Pull out each line of the records below that includes the word "concrete", and copy those lines in the order they appear.

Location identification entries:
§ §
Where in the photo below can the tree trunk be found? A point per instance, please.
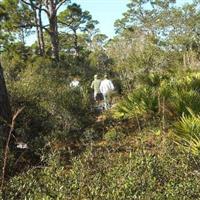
(5, 109)
(53, 29)
(41, 35)
(54, 37)
(37, 31)
(76, 43)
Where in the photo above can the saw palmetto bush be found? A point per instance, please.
(138, 103)
(187, 133)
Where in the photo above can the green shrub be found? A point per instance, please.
(187, 133)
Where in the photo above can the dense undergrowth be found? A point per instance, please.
(145, 147)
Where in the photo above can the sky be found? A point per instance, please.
(106, 12)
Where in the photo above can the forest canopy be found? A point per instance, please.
(59, 142)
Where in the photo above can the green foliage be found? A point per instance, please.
(113, 135)
(94, 175)
(187, 133)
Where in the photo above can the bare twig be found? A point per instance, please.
(5, 158)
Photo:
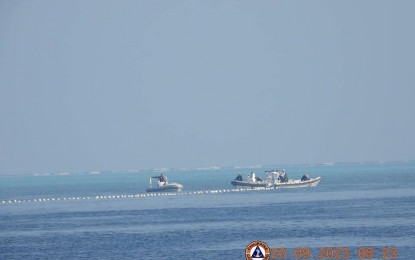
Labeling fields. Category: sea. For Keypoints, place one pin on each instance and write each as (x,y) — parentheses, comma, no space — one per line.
(358,211)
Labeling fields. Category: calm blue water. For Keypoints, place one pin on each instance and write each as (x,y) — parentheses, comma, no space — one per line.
(355,205)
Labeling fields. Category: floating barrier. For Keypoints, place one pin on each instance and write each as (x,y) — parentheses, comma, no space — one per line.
(130,196)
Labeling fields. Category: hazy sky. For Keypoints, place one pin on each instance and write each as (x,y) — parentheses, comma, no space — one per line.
(95,85)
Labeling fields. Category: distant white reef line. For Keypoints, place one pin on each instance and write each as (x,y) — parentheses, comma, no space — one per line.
(165,169)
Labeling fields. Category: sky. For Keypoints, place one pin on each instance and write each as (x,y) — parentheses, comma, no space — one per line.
(112,85)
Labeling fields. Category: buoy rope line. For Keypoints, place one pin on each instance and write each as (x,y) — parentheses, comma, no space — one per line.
(129,196)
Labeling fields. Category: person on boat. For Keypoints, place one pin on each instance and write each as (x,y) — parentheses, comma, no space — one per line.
(305,178)
(162,180)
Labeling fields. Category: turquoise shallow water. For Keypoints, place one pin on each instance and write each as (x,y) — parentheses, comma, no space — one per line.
(355,205)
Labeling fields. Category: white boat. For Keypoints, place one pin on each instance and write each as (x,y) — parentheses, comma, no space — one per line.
(251,182)
(276,179)
(163,185)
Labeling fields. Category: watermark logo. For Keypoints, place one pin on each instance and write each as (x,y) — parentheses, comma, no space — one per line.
(257,250)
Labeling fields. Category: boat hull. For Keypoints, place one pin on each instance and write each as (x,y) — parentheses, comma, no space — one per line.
(171,187)
(248,184)
(312,182)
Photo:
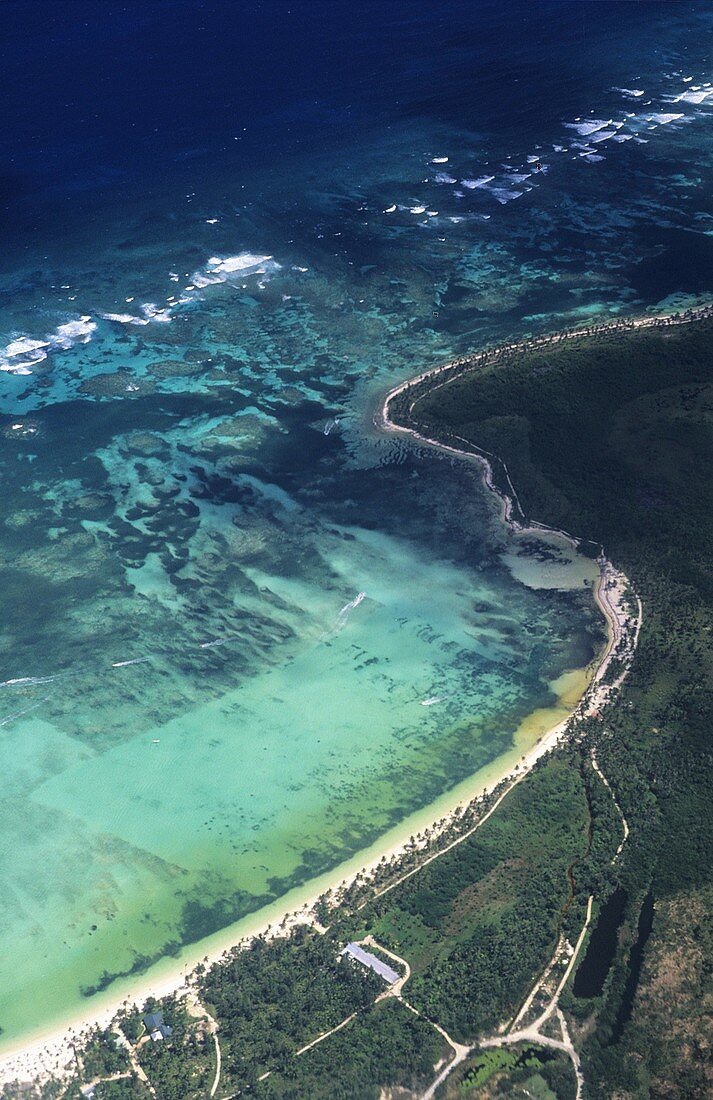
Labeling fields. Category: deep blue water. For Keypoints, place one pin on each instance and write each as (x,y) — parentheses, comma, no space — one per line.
(227,228)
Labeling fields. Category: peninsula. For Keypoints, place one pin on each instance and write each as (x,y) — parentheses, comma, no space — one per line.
(486,914)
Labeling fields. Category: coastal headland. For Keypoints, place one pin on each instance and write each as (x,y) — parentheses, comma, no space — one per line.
(415,843)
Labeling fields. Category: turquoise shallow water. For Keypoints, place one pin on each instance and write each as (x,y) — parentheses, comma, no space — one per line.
(242,635)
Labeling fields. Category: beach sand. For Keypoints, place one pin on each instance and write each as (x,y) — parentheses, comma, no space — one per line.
(50,1053)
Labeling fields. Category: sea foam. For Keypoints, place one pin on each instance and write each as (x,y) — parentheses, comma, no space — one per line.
(220,268)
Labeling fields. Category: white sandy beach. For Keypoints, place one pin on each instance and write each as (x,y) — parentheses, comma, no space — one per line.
(51,1053)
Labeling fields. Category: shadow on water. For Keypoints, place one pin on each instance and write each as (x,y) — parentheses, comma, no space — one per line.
(636,958)
(591,975)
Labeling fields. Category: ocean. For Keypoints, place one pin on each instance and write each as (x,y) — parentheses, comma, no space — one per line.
(242,634)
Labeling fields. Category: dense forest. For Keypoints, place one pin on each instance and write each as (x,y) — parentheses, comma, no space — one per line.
(612,438)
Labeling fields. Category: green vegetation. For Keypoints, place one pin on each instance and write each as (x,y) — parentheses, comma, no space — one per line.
(386,1046)
(478,923)
(277,996)
(612,438)
(183,1066)
(517,1070)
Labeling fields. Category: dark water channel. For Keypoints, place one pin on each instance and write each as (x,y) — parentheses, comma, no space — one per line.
(636,958)
(591,975)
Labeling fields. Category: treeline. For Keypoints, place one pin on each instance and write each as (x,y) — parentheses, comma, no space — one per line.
(385,1047)
(278,994)
(480,922)
(613,439)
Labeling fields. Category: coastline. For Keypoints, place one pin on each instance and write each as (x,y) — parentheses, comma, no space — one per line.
(50,1052)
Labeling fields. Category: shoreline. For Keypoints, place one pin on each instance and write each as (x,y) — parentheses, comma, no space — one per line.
(51,1052)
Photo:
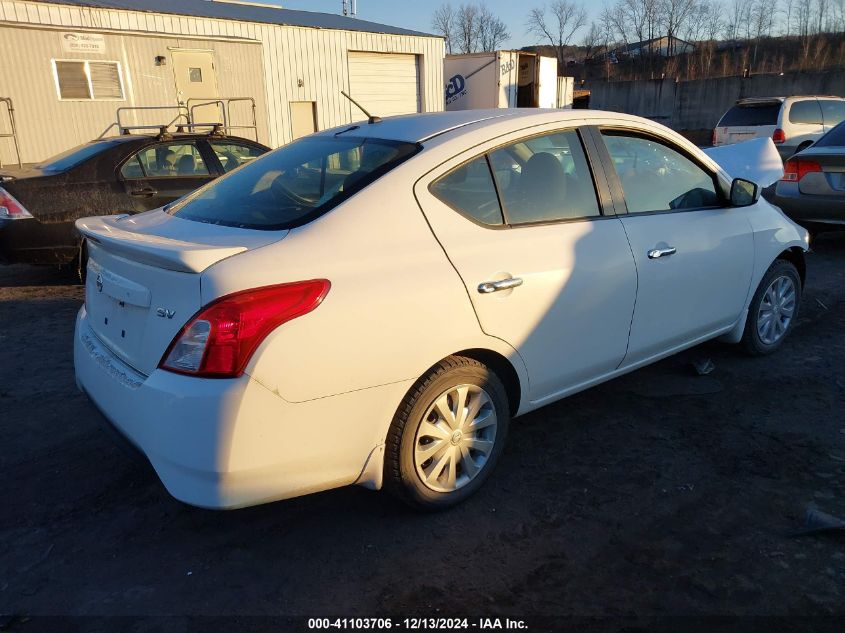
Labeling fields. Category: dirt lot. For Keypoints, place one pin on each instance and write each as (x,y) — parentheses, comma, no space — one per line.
(661,493)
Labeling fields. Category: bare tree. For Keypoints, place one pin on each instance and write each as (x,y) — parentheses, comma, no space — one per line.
(492,32)
(467,32)
(558,24)
(594,41)
(673,16)
(443,22)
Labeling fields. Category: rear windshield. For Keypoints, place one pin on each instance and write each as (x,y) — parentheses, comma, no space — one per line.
(834,138)
(294,184)
(744,115)
(77,155)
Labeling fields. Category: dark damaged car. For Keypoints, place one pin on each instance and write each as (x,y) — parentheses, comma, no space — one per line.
(124,174)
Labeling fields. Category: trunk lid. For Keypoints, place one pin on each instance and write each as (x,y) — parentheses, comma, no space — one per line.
(144,275)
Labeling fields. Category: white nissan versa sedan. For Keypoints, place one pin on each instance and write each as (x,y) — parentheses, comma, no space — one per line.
(373,304)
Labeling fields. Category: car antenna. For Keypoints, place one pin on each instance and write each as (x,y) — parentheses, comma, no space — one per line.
(370,118)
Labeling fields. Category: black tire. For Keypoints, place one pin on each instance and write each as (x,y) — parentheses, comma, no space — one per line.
(400,471)
(751,340)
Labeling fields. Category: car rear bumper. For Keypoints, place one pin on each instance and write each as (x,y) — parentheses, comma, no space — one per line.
(220,443)
(804,208)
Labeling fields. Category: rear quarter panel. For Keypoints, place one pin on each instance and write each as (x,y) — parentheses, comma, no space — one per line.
(396,305)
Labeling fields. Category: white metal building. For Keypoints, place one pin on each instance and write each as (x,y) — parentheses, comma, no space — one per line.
(67,65)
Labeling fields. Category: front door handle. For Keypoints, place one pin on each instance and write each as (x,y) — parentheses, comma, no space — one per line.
(145,192)
(494,286)
(657,253)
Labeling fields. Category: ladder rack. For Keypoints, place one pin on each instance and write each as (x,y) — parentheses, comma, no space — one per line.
(180,118)
(13,133)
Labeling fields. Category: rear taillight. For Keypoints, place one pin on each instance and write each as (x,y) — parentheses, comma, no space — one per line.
(11,209)
(796,168)
(219,341)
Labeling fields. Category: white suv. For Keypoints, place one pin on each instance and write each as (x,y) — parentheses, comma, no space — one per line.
(793,123)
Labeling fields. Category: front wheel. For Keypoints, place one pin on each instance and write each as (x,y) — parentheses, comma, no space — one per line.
(773,309)
(447,435)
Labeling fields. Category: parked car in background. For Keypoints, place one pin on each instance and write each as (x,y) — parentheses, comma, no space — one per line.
(129,173)
(812,190)
(793,123)
(373,303)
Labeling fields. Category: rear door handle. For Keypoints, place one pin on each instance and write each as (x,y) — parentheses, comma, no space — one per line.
(146,192)
(494,286)
(657,253)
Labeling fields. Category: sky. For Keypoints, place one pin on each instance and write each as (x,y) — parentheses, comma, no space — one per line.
(416,14)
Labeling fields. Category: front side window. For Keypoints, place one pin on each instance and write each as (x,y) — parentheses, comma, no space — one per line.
(655,177)
(295,183)
(545,179)
(166,160)
(469,190)
(233,155)
(808,112)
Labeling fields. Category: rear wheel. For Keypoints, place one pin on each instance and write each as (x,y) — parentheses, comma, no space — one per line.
(447,435)
(773,309)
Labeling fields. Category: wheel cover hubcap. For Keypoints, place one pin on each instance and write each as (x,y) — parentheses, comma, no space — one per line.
(776,310)
(455,438)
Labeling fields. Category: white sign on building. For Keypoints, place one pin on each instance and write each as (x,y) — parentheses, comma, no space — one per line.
(83,42)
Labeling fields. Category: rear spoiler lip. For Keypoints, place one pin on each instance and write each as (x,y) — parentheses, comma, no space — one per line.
(162,252)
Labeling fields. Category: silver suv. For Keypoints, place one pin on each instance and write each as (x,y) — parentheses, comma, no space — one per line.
(793,123)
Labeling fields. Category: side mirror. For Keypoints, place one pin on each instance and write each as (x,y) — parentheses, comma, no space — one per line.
(744,193)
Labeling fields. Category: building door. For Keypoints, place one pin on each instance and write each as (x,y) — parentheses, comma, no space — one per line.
(196,79)
(384,83)
(303,118)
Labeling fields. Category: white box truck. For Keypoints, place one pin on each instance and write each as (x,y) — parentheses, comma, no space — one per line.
(501,79)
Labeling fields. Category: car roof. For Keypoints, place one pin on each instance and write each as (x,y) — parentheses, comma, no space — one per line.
(418,128)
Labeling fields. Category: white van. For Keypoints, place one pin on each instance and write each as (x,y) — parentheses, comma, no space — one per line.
(793,123)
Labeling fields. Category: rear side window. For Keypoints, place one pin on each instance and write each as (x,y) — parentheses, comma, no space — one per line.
(751,115)
(833,111)
(545,179)
(807,111)
(295,183)
(834,138)
(172,160)
(470,191)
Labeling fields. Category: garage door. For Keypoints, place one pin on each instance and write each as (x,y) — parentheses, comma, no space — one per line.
(384,83)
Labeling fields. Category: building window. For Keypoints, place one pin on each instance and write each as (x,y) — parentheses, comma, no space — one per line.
(88,81)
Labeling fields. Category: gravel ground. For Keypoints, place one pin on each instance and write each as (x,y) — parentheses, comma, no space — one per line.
(662,493)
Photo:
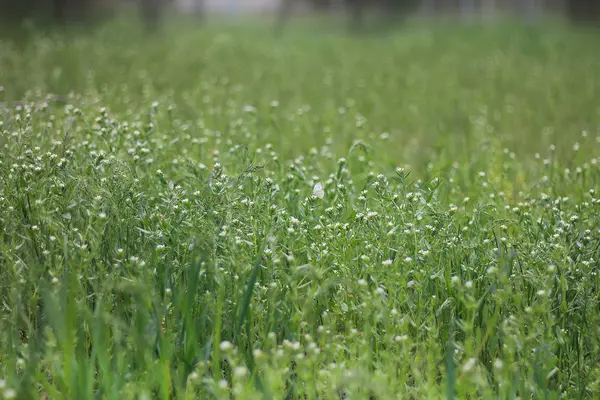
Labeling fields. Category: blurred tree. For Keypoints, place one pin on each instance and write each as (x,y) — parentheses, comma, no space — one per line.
(392,10)
(151,12)
(586,11)
(75,11)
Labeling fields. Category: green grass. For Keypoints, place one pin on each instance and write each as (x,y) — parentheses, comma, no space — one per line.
(159,238)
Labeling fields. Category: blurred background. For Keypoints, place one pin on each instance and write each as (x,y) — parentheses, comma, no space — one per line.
(152,11)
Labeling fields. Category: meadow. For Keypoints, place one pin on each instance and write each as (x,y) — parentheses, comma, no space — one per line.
(161,236)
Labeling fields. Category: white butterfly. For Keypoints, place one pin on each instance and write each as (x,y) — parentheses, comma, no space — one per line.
(318,190)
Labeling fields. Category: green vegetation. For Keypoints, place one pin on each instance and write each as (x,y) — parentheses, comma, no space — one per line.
(159,237)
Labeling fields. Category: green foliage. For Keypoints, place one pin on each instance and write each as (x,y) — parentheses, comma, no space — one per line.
(160,238)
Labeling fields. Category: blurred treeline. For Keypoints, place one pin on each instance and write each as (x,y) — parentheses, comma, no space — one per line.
(151,11)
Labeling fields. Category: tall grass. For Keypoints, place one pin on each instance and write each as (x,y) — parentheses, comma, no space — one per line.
(160,238)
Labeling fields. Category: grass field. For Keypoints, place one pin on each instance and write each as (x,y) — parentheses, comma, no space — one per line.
(160,237)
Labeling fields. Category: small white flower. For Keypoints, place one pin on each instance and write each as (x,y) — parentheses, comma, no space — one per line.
(226,346)
(318,190)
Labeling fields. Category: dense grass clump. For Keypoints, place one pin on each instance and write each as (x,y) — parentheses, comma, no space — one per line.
(160,237)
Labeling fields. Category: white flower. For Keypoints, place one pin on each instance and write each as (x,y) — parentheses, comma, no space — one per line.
(318,190)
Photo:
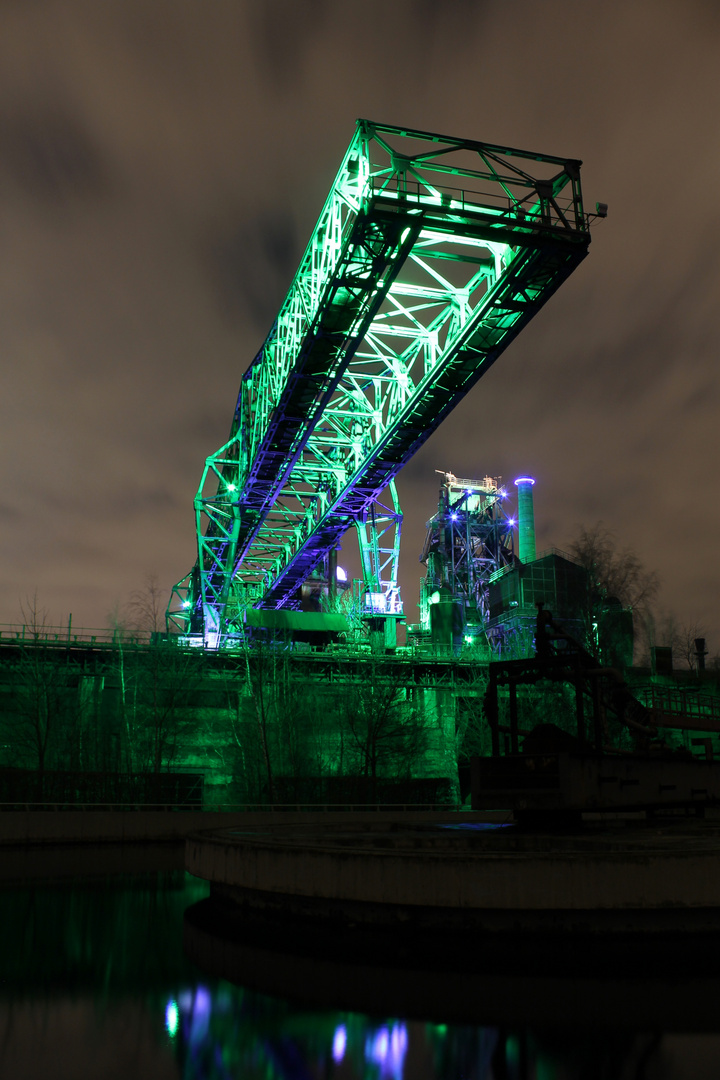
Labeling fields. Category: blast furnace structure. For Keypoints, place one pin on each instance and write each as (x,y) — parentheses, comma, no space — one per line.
(430,256)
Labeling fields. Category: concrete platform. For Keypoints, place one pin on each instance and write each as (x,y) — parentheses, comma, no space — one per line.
(450,875)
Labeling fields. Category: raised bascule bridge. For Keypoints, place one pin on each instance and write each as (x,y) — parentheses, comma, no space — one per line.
(430,256)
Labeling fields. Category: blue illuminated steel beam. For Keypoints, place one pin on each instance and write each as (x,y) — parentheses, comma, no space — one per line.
(430,256)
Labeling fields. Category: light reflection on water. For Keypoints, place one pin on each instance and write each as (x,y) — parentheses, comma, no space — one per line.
(94,983)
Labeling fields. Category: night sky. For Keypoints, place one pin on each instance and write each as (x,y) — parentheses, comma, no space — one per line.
(162,164)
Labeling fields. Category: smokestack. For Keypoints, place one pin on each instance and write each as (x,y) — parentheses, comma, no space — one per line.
(526,520)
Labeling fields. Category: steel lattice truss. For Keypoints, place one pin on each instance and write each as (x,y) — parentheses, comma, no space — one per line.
(430,255)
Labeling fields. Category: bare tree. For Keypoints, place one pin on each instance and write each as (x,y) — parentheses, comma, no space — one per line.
(616,578)
(385,734)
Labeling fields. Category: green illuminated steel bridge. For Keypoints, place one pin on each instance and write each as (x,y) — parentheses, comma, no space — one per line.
(430,255)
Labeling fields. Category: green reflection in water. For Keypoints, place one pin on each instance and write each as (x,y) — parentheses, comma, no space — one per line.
(93,973)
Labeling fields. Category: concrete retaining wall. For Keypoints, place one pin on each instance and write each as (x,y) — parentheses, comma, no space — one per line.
(655,873)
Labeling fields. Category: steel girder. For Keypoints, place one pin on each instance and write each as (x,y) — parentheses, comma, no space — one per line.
(430,255)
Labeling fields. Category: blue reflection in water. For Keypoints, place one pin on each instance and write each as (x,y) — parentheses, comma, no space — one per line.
(339,1043)
(386,1049)
(105,960)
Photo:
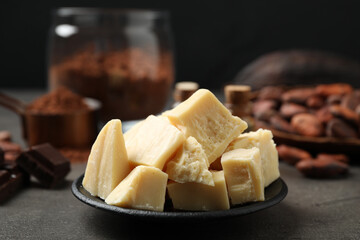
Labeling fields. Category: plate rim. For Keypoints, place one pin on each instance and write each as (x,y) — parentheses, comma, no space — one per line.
(232,212)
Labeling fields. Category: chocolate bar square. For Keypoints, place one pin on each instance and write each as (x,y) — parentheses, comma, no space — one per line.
(12,178)
(45,163)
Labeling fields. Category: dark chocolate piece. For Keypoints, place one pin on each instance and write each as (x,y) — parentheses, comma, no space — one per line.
(45,163)
(12,178)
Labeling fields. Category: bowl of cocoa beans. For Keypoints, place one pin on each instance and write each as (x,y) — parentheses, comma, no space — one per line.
(321,118)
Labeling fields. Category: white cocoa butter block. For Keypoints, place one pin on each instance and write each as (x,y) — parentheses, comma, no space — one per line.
(200,197)
(262,139)
(205,118)
(153,142)
(108,162)
(190,164)
(242,170)
(144,188)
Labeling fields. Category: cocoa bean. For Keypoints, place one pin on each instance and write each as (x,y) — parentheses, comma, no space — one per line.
(307,124)
(279,123)
(288,110)
(292,155)
(333,89)
(340,129)
(263,105)
(315,101)
(336,157)
(334,99)
(344,113)
(322,168)
(271,93)
(5,136)
(351,100)
(324,115)
(265,115)
(298,95)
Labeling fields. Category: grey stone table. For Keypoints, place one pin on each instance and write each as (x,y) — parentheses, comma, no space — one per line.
(313,209)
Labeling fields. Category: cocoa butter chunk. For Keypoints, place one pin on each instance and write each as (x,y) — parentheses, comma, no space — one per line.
(108,162)
(152,142)
(190,164)
(205,118)
(322,168)
(307,124)
(340,129)
(262,139)
(243,175)
(144,188)
(45,163)
(292,155)
(200,197)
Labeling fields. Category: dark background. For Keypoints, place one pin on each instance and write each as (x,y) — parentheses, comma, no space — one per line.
(213,39)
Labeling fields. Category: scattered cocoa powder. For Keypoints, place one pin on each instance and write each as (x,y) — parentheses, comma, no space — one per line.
(59,101)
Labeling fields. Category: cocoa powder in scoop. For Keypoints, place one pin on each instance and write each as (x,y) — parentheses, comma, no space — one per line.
(59,101)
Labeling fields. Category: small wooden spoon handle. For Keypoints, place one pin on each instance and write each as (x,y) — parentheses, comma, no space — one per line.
(12,104)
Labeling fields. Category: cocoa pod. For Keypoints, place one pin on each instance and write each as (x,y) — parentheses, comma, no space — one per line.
(333,89)
(292,155)
(307,124)
(288,110)
(336,157)
(278,123)
(298,95)
(340,129)
(322,168)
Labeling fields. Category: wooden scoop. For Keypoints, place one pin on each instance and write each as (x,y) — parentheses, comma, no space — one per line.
(73,130)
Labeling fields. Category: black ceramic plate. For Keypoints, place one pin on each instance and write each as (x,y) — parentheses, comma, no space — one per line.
(273,195)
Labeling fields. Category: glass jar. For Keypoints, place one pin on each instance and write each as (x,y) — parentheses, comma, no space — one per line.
(123,58)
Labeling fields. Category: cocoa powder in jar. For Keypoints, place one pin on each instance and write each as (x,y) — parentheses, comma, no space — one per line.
(59,101)
(130,83)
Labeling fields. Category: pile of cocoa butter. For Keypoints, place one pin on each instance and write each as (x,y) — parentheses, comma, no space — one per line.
(324,110)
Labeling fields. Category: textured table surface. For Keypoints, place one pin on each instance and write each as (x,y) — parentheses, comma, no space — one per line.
(313,209)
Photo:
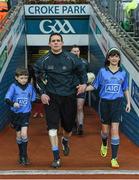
§ §
◆ Solved problem ◆
Labeling fields. Category: concrete platform. For Keypoints, place one pin on each instance and write each as (x,y) — parentheses, comma, no space — one per line.
Labeling fields. Category: concrete retaining wall. For Keypoints, place one pin on each instance and write each as (x,y) — parentheses, comma, no space — one per line.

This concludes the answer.